**Provided text**
Group Diffusion Policy Optimization (GDPO)

GDPO reformulates the RL objective for DLMs by using sequence-level ELBO estimates for importance weighting and advantage calculation. The algorithm proceeds as follows:

1. For each prompt, sample $G$ completions from the current policy.
2. Estimate sequence-level likelihoods via SDMC quadrature over $N$ fixed time points.
3. Compute sequence-level importance ratios and unnormalized advantages.
4. Update the policy using the GDPO loss, which incorporates clipped importance weights and a KL regularization term.

The SDMC estimator is implemented using Gaussian quadrature, and the number of network evaluations per likelihood computation equals the number of quadrature points. Empirical results confirm that quadrature-based estimators yield lower bias and variance than naive Monte Carlo, with substantial efficiency gains.

Figure 2: Reward curves during RL training for models on math, planning, and coding tasks, showing steady improvement and plateauing behavior for GDPO.

Empirical Results

GDPO is evaluated on a suite of reasoning, planning, and coding benchmarks, including GSM8K, MATH500, Countdown, Sudoku, HumanEval, and MBPP. The base model is LLaDA-8B-Instruct, an open-source DLM. GDPO consistently improves upon the checkpoint and outperforms diffu-GRPO and SFT+diffu-GRPO baselines, often without requiring supervised fine-tuning.

Figure 3: GDPO significantly outperforms the baseline (LLada) and other RL methods (diffu-GRPO) across reasoning, planning, and coding tasks.

Key findings include:

• Superior performance on long sequences: GDPO generalizes better to longer contexts, attributed to sequence-level likelihoods promoting uniform improvements across token positions.
• Computational efficiency: GDPO achieves strong results with modest hardware (2–4 H100 GPUs for most tasks), making it accessible for practitioners with limited resources.
• Estimator accuracy matters: More accurate ELBO approximations directly translate to improved RL fine-tuning outcomes, as demonstrated on the Countdown dataset.

**Required action 1**
Answer these from the GDPO passage:
(a) What base model is GDPO applied to?
(b) How many network evaluations does each likelihood computation take?
(c) How many H100 GPUs does GDPO need for most tasks?
**Required action 2**
Print the part of the GDPO passage that starts at "1. For each" and ends at "substantial efficiency gains.".

**Data for review**
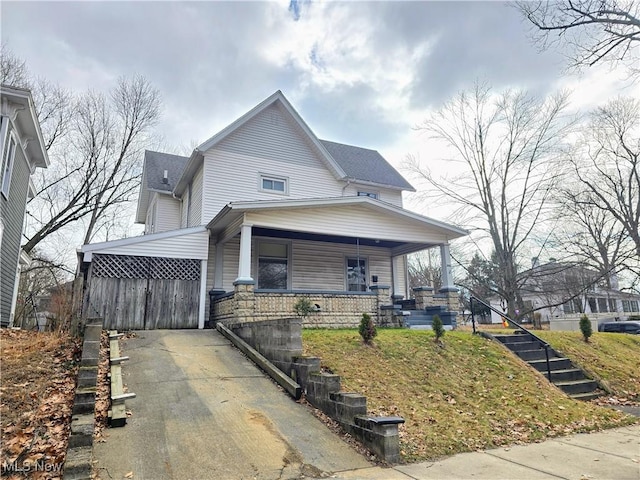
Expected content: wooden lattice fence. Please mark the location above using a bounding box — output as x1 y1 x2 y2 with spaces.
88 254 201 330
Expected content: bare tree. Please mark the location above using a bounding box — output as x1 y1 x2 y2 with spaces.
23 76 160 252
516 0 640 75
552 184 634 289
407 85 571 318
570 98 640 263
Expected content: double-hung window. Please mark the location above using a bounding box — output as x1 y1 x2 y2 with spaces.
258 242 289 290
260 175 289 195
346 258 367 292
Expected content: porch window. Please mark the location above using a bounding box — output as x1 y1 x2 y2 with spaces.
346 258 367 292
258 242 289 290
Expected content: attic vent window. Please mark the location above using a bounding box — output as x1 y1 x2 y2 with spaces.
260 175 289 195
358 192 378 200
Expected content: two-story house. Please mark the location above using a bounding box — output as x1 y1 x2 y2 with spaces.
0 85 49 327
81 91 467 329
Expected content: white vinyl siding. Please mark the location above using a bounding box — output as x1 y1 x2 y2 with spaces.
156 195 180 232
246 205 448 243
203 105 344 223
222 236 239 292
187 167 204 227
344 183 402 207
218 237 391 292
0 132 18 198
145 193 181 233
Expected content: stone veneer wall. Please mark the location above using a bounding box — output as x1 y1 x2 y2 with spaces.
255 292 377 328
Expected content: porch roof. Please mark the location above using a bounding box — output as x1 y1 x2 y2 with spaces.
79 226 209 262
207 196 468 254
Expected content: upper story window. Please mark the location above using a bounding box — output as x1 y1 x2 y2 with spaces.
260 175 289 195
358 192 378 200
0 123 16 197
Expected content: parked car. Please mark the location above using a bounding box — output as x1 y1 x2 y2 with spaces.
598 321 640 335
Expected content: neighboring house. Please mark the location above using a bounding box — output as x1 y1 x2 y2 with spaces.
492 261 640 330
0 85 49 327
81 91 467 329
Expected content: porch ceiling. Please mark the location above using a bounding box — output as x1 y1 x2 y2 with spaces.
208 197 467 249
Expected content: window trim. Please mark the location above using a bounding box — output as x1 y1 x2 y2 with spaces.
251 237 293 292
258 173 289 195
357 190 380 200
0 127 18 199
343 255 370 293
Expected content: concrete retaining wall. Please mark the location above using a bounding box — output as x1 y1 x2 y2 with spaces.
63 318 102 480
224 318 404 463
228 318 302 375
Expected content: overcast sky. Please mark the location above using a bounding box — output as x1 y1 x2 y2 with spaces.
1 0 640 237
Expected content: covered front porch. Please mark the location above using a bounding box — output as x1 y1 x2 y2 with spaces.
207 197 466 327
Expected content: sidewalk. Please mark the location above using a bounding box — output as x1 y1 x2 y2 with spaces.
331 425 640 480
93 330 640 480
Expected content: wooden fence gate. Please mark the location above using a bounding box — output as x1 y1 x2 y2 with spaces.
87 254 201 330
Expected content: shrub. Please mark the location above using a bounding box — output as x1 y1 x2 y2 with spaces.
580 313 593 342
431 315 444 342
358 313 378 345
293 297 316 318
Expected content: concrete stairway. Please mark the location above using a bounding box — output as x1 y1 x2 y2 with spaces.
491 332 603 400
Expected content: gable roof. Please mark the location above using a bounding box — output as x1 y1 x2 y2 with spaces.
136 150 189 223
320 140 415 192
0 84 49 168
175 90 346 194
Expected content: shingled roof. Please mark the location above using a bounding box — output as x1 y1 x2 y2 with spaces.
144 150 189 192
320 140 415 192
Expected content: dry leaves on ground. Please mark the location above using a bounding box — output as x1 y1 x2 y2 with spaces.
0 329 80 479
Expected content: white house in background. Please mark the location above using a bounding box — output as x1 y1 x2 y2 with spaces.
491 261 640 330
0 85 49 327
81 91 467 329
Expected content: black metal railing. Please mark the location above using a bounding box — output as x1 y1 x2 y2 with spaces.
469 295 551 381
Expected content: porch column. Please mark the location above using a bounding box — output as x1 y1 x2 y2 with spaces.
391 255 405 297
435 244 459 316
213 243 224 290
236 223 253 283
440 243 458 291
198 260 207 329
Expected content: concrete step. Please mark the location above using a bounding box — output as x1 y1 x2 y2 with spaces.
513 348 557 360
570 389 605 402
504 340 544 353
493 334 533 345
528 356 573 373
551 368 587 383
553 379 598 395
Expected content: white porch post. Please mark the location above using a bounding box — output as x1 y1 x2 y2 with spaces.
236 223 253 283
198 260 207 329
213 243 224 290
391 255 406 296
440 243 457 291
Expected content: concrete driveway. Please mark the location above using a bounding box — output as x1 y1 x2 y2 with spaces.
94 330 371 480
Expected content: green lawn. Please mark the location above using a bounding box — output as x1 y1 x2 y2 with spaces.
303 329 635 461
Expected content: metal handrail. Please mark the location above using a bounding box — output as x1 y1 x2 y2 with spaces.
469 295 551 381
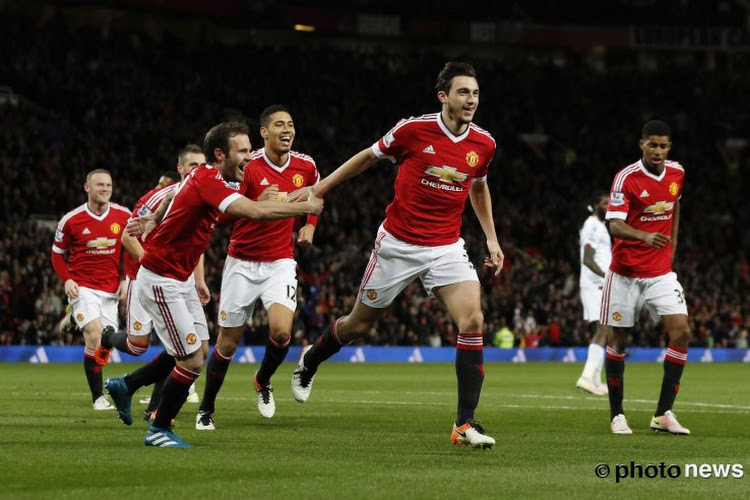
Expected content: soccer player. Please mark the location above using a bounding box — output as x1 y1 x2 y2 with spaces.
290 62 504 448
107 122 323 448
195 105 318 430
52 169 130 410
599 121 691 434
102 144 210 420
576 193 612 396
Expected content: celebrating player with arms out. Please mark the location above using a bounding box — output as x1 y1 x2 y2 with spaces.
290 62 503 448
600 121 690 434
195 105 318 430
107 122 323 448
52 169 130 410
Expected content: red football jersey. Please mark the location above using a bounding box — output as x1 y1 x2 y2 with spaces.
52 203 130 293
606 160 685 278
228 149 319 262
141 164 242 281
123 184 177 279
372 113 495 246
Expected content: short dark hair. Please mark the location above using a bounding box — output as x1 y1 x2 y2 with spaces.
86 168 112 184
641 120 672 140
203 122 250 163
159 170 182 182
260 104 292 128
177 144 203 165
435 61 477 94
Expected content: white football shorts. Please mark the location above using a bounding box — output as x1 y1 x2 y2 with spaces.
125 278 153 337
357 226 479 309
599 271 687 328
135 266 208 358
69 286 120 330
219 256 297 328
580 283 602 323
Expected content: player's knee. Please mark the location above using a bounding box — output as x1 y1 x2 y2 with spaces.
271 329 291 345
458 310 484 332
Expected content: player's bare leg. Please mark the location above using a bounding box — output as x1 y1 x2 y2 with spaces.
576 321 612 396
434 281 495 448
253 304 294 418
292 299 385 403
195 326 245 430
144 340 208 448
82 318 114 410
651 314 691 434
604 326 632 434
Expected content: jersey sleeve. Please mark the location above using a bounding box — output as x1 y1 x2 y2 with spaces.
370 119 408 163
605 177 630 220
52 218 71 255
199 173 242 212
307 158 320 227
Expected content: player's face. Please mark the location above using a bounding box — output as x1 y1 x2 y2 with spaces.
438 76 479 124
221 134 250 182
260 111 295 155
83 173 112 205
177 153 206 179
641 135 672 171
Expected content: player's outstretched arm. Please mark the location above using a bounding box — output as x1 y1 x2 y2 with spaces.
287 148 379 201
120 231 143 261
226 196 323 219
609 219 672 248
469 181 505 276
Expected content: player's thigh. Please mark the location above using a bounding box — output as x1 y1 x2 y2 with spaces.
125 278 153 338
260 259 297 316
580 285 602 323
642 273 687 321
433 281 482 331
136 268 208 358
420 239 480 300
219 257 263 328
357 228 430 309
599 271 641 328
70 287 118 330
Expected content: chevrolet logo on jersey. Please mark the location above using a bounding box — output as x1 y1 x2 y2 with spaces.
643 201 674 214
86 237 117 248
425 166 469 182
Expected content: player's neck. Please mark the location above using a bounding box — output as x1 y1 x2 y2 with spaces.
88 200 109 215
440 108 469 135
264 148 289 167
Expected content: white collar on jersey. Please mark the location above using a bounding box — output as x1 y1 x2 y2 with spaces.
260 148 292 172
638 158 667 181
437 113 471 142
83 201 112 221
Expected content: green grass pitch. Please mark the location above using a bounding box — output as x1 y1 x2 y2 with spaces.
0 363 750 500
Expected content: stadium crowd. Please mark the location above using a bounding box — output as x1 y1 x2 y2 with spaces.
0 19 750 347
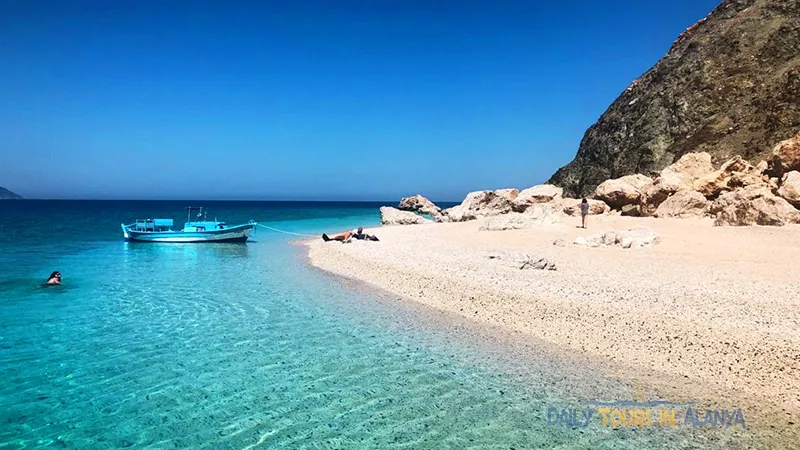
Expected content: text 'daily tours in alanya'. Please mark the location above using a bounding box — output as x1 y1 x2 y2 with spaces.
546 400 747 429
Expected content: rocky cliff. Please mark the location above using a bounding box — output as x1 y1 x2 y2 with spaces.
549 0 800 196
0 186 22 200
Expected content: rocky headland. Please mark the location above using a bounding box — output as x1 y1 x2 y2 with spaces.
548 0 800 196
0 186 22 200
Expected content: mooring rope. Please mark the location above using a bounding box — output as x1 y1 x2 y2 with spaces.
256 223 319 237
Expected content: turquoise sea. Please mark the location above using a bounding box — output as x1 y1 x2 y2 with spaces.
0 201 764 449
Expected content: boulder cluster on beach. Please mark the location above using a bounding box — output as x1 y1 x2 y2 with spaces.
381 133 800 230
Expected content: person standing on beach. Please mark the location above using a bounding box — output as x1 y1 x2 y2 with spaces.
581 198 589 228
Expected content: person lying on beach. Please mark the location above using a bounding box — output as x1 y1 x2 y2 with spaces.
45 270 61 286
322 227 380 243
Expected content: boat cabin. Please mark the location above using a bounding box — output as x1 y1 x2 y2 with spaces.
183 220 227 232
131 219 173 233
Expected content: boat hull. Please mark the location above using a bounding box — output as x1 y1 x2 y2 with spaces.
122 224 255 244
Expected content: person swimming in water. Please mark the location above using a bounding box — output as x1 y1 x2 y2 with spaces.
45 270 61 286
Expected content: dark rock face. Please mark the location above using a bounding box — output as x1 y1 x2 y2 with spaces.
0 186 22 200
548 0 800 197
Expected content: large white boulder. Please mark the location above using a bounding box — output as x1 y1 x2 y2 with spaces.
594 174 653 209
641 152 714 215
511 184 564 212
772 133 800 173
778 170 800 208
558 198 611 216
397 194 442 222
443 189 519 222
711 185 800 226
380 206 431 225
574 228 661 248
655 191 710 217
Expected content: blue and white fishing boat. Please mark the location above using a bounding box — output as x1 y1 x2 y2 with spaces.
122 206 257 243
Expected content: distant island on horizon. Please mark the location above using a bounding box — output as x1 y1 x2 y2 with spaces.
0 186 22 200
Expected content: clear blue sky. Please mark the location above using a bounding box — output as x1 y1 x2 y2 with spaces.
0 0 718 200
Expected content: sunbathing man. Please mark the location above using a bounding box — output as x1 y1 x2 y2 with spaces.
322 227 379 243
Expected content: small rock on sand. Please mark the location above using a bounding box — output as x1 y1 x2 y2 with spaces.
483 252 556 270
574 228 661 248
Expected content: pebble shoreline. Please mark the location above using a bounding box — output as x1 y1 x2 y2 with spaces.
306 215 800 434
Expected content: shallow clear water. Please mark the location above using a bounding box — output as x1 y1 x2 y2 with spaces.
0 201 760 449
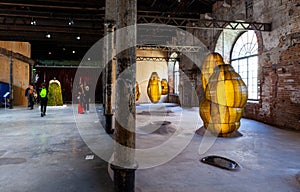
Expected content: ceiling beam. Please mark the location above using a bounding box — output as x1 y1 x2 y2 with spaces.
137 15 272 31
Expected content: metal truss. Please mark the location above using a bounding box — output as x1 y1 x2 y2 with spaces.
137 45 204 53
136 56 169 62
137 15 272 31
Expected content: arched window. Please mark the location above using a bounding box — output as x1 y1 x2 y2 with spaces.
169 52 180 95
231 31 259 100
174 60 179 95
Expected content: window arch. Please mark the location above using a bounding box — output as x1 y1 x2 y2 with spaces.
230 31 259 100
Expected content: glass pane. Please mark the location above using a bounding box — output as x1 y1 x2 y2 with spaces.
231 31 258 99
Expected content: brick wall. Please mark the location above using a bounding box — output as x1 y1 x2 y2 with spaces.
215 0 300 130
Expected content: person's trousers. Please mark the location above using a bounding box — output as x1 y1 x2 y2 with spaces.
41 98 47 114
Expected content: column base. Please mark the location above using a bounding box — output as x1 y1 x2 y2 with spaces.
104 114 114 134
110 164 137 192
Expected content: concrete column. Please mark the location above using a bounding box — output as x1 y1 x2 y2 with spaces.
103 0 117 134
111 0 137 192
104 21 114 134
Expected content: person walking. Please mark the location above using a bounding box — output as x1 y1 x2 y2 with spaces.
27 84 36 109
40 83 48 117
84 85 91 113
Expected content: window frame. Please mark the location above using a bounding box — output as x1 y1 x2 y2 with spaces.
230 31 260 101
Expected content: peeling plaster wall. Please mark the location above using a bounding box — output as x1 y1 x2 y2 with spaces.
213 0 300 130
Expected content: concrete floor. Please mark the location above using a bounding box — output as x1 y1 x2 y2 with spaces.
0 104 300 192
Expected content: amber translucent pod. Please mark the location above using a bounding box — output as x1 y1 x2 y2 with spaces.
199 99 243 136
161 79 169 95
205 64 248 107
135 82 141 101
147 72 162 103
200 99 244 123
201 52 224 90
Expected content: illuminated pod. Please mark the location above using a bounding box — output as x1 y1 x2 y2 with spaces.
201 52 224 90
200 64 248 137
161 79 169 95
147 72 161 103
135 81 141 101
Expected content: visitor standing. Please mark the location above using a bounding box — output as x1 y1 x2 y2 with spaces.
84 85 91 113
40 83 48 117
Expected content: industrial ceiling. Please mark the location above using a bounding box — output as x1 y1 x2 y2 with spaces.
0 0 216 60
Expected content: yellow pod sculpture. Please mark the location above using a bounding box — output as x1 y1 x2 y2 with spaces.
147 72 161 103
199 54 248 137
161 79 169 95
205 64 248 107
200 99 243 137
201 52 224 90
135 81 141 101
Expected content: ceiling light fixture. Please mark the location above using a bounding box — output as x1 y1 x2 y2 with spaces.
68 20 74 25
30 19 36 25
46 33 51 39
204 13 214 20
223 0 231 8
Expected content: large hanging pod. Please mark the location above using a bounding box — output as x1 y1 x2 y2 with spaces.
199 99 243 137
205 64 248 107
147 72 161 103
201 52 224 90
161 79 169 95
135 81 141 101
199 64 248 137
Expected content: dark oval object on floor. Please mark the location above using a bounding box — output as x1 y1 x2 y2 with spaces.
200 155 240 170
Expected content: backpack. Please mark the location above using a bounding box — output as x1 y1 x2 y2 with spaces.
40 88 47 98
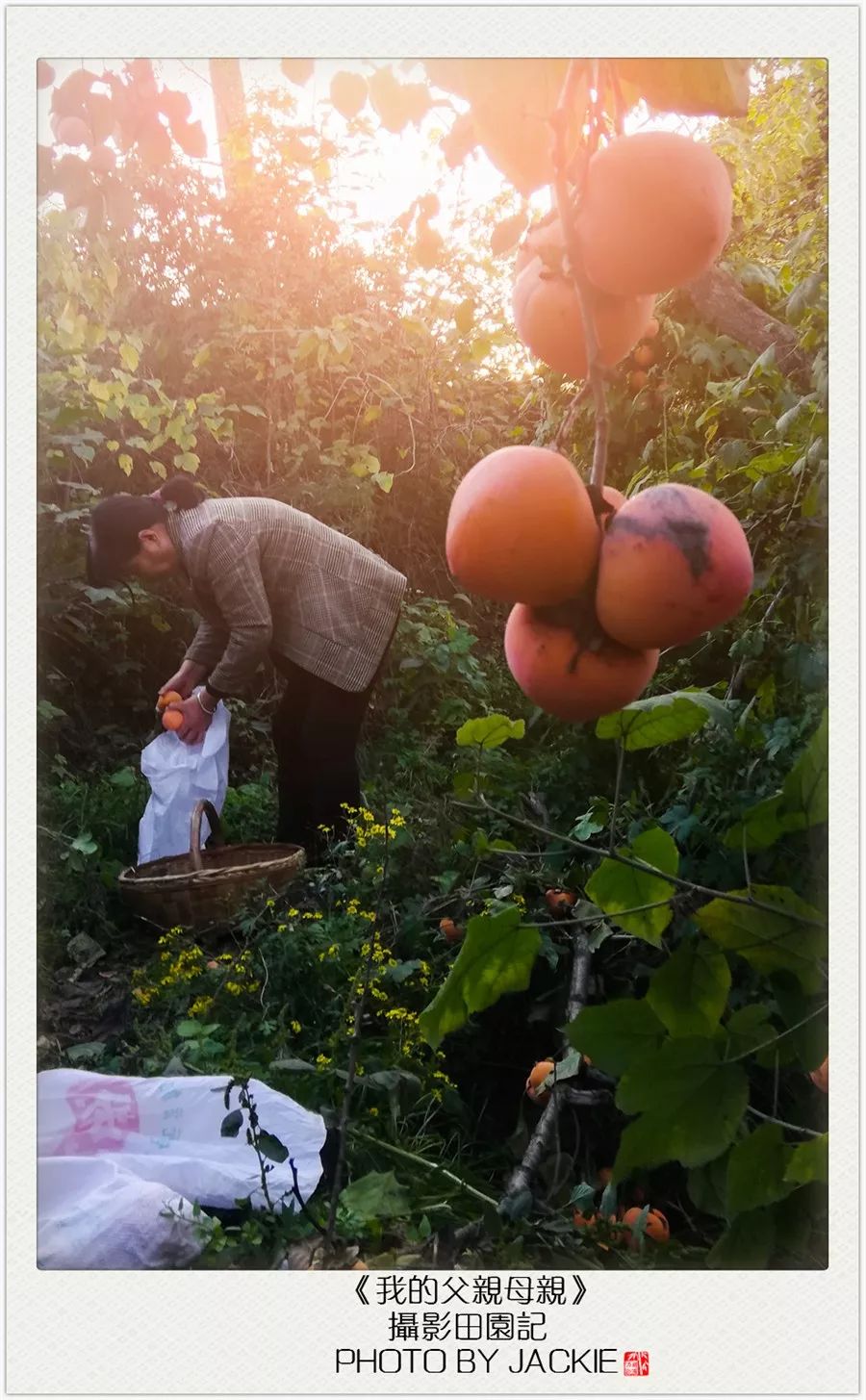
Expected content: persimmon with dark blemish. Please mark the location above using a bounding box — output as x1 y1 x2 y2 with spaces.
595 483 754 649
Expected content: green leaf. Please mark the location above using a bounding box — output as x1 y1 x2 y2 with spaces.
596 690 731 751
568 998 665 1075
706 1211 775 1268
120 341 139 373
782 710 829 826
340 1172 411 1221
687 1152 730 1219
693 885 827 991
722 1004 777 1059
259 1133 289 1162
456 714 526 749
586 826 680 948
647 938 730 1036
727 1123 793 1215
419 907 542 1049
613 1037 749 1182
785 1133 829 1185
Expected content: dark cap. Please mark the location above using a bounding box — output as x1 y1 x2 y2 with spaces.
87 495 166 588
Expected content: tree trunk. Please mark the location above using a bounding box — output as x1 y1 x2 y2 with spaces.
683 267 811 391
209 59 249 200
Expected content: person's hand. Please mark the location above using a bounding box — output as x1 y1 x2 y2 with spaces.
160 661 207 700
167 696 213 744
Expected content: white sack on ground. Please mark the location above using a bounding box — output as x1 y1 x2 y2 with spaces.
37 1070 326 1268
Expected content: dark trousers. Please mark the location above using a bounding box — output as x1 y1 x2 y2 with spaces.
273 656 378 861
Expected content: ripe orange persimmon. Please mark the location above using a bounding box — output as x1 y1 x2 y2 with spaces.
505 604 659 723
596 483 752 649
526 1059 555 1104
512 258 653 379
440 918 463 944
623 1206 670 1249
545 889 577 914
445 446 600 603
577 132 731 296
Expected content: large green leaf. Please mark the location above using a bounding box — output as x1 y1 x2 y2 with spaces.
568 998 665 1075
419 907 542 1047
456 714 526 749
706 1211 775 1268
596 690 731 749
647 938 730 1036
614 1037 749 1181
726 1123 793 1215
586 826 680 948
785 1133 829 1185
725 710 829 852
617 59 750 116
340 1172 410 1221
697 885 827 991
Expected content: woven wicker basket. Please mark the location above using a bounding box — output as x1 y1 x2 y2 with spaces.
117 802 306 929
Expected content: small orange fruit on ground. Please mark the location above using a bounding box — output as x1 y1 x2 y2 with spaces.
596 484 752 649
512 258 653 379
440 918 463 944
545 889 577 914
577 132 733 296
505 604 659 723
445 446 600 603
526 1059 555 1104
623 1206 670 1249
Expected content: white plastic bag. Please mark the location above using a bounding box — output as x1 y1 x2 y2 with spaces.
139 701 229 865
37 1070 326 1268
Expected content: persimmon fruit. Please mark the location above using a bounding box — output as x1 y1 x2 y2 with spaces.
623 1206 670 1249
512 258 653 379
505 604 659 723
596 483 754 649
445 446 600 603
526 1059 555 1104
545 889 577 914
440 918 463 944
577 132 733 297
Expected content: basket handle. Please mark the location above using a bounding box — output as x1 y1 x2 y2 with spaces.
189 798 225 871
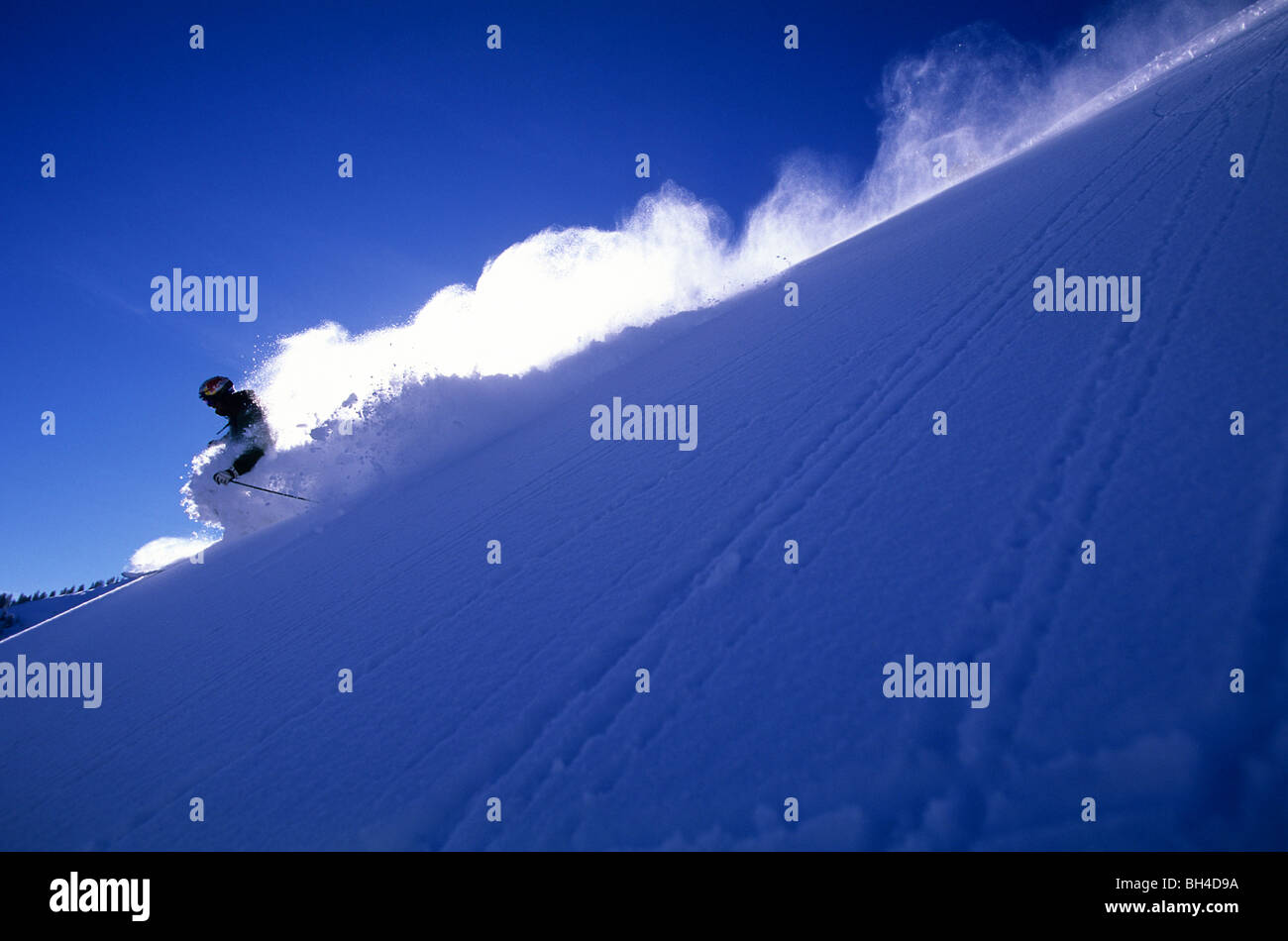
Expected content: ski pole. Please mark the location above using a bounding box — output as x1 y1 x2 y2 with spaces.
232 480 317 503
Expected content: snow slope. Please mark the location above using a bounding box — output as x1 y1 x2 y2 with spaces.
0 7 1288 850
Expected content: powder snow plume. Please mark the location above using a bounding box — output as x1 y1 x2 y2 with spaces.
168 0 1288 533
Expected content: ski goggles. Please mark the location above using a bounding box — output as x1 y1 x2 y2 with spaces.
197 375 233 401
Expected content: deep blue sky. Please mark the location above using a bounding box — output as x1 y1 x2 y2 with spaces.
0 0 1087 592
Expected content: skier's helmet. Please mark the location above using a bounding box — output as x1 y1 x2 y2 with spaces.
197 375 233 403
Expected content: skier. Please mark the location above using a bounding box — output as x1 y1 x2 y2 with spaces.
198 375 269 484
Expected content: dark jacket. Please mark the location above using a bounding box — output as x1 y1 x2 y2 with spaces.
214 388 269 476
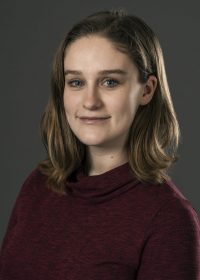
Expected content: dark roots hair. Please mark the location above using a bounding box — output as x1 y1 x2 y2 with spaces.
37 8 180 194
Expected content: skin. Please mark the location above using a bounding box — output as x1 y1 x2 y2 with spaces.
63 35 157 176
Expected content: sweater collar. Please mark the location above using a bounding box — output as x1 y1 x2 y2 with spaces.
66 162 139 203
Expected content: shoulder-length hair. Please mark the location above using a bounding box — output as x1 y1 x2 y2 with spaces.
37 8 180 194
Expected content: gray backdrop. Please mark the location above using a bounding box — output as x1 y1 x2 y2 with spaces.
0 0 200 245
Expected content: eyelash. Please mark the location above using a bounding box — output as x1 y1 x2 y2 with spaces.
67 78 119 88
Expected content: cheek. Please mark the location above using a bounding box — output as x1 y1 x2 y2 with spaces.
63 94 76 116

**Answer area 1**
(a) LLaDA-8B-Instruct, an open-source DLM.
(b) As many as there are quadrature points.
(c) 2–4.

**Answer area 2**
1. For each prompt, sample $G$ completions from the current policy.
2. Estimate sequence-level likelihoods via SDMC quadrature over $N$ fixed time points.
3. Compute sequence-level importance ratios and unnormalized advantages.
4. Update the policy using the GDPO loss, which incorporates clipped importance weights and a KL regularization term.

The SDMC estimator is implemented using Gaussian quadrature, and the number of network evaluations per likelihood computation equals the number of quadrature points. Empirical results confirm that quadrature-based estimators yield lower bias and variance than naive Monte Carlo, with substantial efficiency gains.